Type out the data exactly as given. Skip any image.

--- start of Record extracts ---

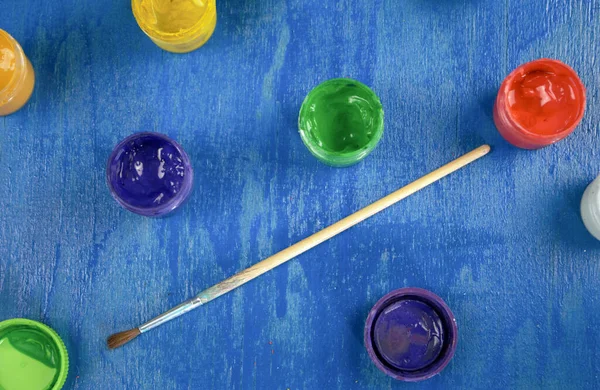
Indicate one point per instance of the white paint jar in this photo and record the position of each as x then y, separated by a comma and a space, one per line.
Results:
590, 208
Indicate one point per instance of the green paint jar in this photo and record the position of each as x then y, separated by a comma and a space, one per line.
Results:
32, 356
341, 122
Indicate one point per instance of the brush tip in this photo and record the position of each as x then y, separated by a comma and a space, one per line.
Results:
119, 339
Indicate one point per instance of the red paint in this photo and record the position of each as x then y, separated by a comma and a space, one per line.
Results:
539, 103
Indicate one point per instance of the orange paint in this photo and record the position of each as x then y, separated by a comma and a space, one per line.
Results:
17, 78
540, 103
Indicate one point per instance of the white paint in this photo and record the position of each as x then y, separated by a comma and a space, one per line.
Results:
590, 208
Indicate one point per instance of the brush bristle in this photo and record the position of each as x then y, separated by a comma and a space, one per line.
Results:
119, 339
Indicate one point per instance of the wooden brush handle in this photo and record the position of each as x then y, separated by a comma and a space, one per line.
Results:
310, 242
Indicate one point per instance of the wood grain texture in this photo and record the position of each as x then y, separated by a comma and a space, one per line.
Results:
502, 242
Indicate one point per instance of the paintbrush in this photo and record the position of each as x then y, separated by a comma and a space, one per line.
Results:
118, 339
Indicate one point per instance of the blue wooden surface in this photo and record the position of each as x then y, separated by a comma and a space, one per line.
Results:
501, 241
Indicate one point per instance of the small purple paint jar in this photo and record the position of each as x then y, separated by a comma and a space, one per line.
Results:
149, 174
411, 334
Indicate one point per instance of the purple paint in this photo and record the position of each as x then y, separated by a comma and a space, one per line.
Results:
149, 174
411, 334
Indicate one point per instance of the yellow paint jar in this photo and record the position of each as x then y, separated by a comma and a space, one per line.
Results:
179, 26
16, 75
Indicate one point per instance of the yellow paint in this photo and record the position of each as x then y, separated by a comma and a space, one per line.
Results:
16, 75
178, 26
7, 61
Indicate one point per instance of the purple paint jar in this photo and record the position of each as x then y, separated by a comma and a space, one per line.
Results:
149, 174
411, 334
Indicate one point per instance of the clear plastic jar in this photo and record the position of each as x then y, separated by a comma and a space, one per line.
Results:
16, 75
178, 26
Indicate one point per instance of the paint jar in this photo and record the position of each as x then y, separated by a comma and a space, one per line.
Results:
178, 26
539, 103
32, 356
16, 75
149, 174
341, 122
590, 208
411, 334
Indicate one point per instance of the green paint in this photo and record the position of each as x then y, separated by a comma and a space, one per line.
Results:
32, 356
341, 121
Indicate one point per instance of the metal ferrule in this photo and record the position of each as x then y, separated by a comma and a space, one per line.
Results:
175, 312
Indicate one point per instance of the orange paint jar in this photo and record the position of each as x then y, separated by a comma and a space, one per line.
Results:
539, 103
16, 75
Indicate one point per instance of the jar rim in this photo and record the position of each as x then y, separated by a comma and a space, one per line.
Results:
18, 78
441, 309
342, 158
531, 66
182, 35
172, 203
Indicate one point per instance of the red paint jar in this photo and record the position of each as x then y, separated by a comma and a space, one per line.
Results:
539, 103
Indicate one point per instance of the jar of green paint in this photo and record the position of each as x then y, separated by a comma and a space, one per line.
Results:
341, 122
32, 356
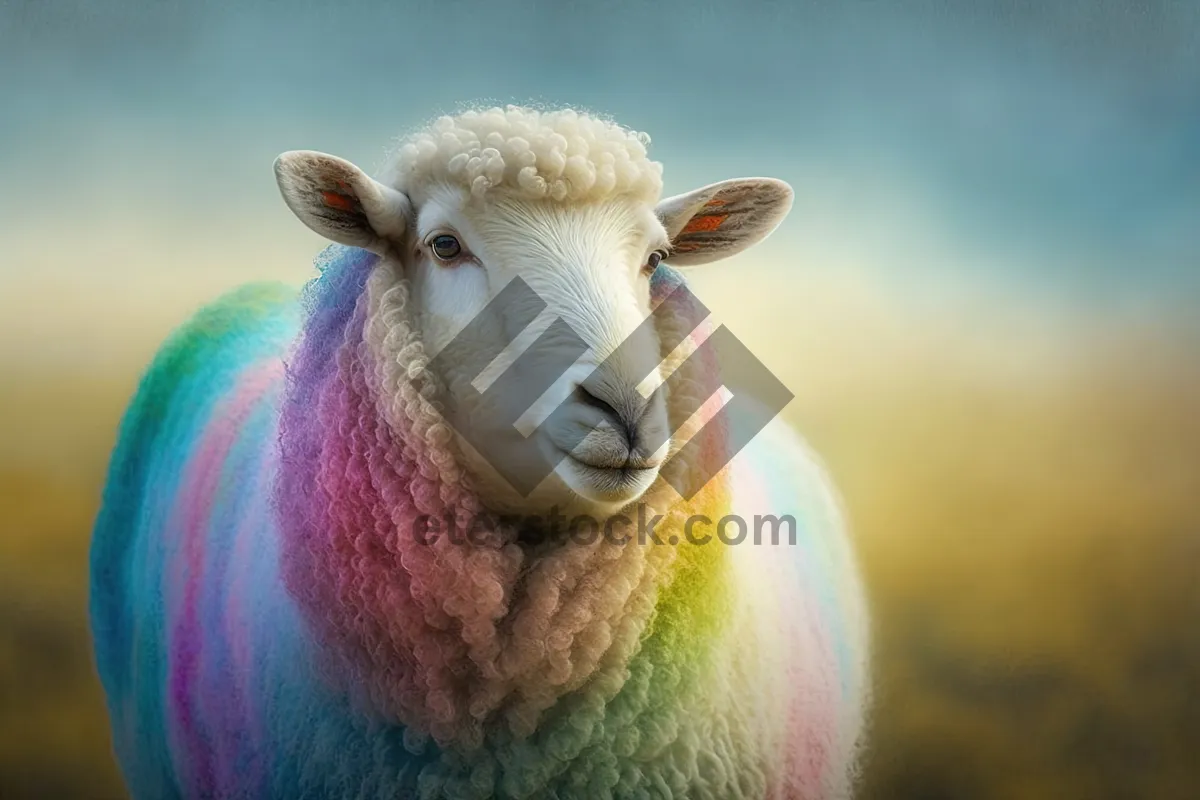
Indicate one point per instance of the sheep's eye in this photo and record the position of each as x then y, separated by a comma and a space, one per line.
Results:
445, 247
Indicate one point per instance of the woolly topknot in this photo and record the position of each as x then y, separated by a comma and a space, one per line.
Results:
563, 155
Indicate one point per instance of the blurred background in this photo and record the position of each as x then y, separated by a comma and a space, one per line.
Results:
987, 301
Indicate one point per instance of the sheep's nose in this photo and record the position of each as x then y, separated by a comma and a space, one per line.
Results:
640, 422
622, 409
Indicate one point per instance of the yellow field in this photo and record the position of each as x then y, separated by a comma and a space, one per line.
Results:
1032, 551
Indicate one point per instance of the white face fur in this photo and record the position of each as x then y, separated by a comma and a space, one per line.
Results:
589, 262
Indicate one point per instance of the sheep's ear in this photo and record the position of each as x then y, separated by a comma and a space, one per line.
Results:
340, 202
724, 218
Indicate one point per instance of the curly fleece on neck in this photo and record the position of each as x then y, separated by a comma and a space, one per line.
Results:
265, 624
453, 636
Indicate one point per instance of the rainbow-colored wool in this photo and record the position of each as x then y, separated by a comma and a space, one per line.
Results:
267, 625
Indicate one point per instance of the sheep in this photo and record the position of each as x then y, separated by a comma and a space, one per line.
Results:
270, 614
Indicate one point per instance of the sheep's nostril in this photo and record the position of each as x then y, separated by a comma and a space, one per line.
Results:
623, 419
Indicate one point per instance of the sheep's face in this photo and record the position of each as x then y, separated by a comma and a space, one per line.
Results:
547, 299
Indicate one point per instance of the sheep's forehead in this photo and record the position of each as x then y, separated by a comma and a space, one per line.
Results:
561, 155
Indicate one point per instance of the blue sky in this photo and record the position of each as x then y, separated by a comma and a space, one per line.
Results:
1053, 149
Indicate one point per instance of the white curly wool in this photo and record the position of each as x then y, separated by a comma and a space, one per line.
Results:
562, 155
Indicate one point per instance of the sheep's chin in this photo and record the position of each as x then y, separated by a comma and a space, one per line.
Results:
607, 489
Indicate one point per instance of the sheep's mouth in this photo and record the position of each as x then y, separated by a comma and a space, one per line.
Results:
612, 476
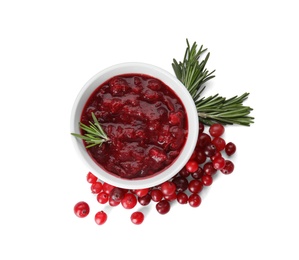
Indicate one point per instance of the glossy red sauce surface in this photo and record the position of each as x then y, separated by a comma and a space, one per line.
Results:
145, 121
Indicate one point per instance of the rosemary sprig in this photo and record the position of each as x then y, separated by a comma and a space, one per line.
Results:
95, 135
193, 74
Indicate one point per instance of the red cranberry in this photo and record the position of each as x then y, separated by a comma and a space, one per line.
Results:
156, 195
96, 187
191, 166
228, 168
195, 186
129, 200
210, 150
219, 163
219, 143
207, 180
209, 169
168, 188
137, 217
100, 217
194, 200
81, 209
181, 183
216, 130
182, 198
117, 194
91, 178
145, 200
230, 148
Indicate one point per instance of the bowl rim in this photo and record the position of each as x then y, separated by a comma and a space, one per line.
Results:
171, 81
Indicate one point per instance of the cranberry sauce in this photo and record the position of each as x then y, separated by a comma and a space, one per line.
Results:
145, 121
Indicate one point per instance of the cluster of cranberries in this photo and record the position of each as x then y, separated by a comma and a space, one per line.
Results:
208, 158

--- end of Record extracts ---

Result of this task
Indicate one point per instance of the white paint jar in this photo and record the position of each as x then y, separated by a comma and a space, one per line.
Results:
590, 208
Indicate one point per instance of the green paint jar in this photo and record the position of each as x then y, separated by a comma and a space, one per line.
Results:
32, 356
341, 122
Indicate one point per instance of the brush tip in this photo and record the position of each as x then y, separated by a comma and a space, one per line.
Results:
119, 339
Indicate one point per instance of the red paint in this photo and record the position of each as x then y, separated by a comma and a space, one per line.
Results:
539, 103
Indicate one point per instance of the orange paint in this photo and record the position of each as x then y, separated by a comma and a space, one per line.
Results:
17, 78
540, 103
Indicate one point per instance of the white paint in this photo and record the position of each as x then y, separated by a comma and a space, one per line.
Results:
590, 208
Indicate one point per instance of the brush bristle in this photo and record the position of each as x then y, separated by a comma and a space, one per line.
Results:
119, 339
Indicate one point per instance of the wooden brush handle in this photo and record the position of each as x then y, separated by a comma and a space, one per line.
Results:
310, 242
Indicate one point per instance of the wood grain texture in this photo and record the position of each as x then y, separated by a comma and a space, one per line.
Results:
502, 242
Indicate one point per instance of the paintbrush in this photo and record the position of each as x then y, separated by a comma and a space, one per line.
Results:
118, 339
Indicate one point per instance of the blue wooden surface in this photo and record the position of each as x then y, separated by a comma and a space, one per line.
Results:
501, 241
Indicate one point per instance of the small purple paint jar in this photo and record the position of each as x then y, separated by a comma and a space, one per line.
Results:
149, 174
411, 334
Indicate one point per instance of the purple paint in this photo and record the position of each as x then y, separated by a comma and a space, one per line.
Results:
149, 174
411, 334
Indicate one point per instance of the yellow paint jar in this photo and record the position of each as x then y, separated by a comma and a space, one per line.
Results:
179, 26
16, 75
Indicate one point per instance of the yellow paint in this photo and record the position of each as x then y, separated by a comma and a space, one per line.
Results:
16, 75
178, 26
7, 61
Indicate one point per instance of the purple paint jar in this photo and record the position of each as x then y, separated by a comma and a space, one per line.
Results:
149, 174
411, 334
Indicate one point per instance of the clear plastic jar in this photo and record the position of each as x then y, separated by a comma and a space, one per line.
Results:
16, 75
178, 26
Indicate one point per instance of the paint jar in this photo and record the position of each as x then y, separated by a comma and a space, one per line.
Results:
178, 26
539, 103
32, 356
16, 75
149, 174
341, 122
590, 208
411, 334
Indicate one point per instance of the green paint in this photo and record the position of each as x then y, separated by a comma and a space, one per line.
Results:
32, 356
341, 121
Indicate one point per instance of the metal ferrule in this photo and record the position of each as x then y, separated by a comma and a space, one per line.
Results:
175, 312
Indicate one point per instance of the orange paint jar in this photo and record the position of each as x then y, separated by a comma and a space, one per line.
Results:
539, 103
16, 75
Indicate one point per instance of the jar rim in this photo and record the position of each as x then y, separated by a comma and a space, one per line.
Results:
18, 78
441, 309
342, 158
531, 66
182, 35
172, 203
Indicate one point per instance of the red paint jar in this photo and record the position of each as x then y, separated by a comma and a space, one per line.
Results:
539, 103
Indicate one point per instance of the jar of green paint in this photo and record the position of each as x then y, separated by a comma and a space, one per line.
Results:
341, 122
32, 356
Indicate one point per instance of the sheep's eye in this photo and record the position of each as x then y, separated by a comma and a space, one per line.
Results:
445, 247
Indicate one point per instance of the woolly topknot in this photo and record the position of each as x then y, separated by a comma and a space, one per line.
Results:
563, 155
Indicate one point per instance of the blurred background in this photo and record the position of each as x then y, separated by a comma and a space, one per line.
Results:
987, 301
Indicate one point per instance of the sheep's nose in this photo and record the position of each as x then y, separated by a comma and a space, one per line.
Results:
640, 422
622, 409
Indicate one point per instance of the yellow field in this photo and record the position of each as x then y, separated by a comma and a space, one per line.
Results:
1032, 551
Indicate one point per instance of the white face fur in this photo and record the position of each as x then y, separated by a comma and a space, one per line.
Results:
589, 262
Indicate one point per instance of the sheep's ear in this photo and record the position of each as x then y, separated by a comma and a space, one per line.
Results:
340, 202
724, 218
Indicate one point per instance of the curly fleece on neck in this photo and record the position of each as x then y, separated by a comma and a space, one per line.
Results:
265, 624
453, 636
Indicate one point per instance of the rainbow-colored wool in this photo and record the position of each as x then y, separated by a comma and a space, one per line.
Results:
267, 625
Indicate one point per instance of the sheep in this photo and record the position of each as x then y, separated by a comma and a space, one per line.
Results:
270, 614
Indicate one point per instance of the sheep's nostril in this photo and record the position of each as x then y, separated by a comma and a space, one per line.
Results:
623, 419
Indicate one point per instance of the sheep's face in this photo and record the position of each as x then y, separated by a comma and a space, one per line.
Results:
547, 299
Indicate one point per instance of the sheep's forehead in this photo and record the position of each as x then y, separated by a comma and a space, one per line.
Results:
561, 155
Indicate one point per instance of the blue sky in this photo and record the position of each as x then y, separated by a comma and a space, one per line.
Results:
1053, 149
Indicate one point per instance of the white curly wool in this photo and record the position of each as x then y, separated by a comma and a space, one per line.
Results:
562, 155
Indicate one point per instance of the sheep's chin in this photo and record the position of each as x then y, separated by a comma and a space, one per line.
Results:
607, 489
Indicate one point per instance of the sheep's mouth in this photo and record the position of each as x then y, separated by a comma and a space, one per line.
Results:
612, 476
Indicate one point per instance of the glossy red sauce surface in this photo and record the position of each as x then y, separated by a comma and a space, one per line.
Results:
145, 121
Indicate one point per instance of the rosemary sprig in this photo and record the position of each as x then y, separated by a comma and a space, one per line.
Results:
95, 135
193, 74
Indicate one point per instance of the red cranberry in this photo and record the position of each as x then y, separated by a comma and a space, one per line.
Results:
156, 195
96, 187
191, 166
228, 168
195, 186
129, 200
210, 150
219, 163
219, 143
207, 180
209, 169
168, 188
137, 217
100, 217
194, 200
81, 209
181, 183
216, 130
182, 198
117, 194
91, 178
145, 200
230, 148
Indicate one point per instance of the bowl rim in this photo and record the position of each as x then y, separated by a comma and a space, one per line.
Results:
171, 81
Indicate one point per instance of the cranberry sauce in this photo and record the position of each as x then y, separated by a comma and a space, one per line.
Results:
145, 121
Indicate one point per instance of the cluster of cranberries in this photo and record the position of each as x then y, separated by a comma and a space, one per line.
Results:
208, 158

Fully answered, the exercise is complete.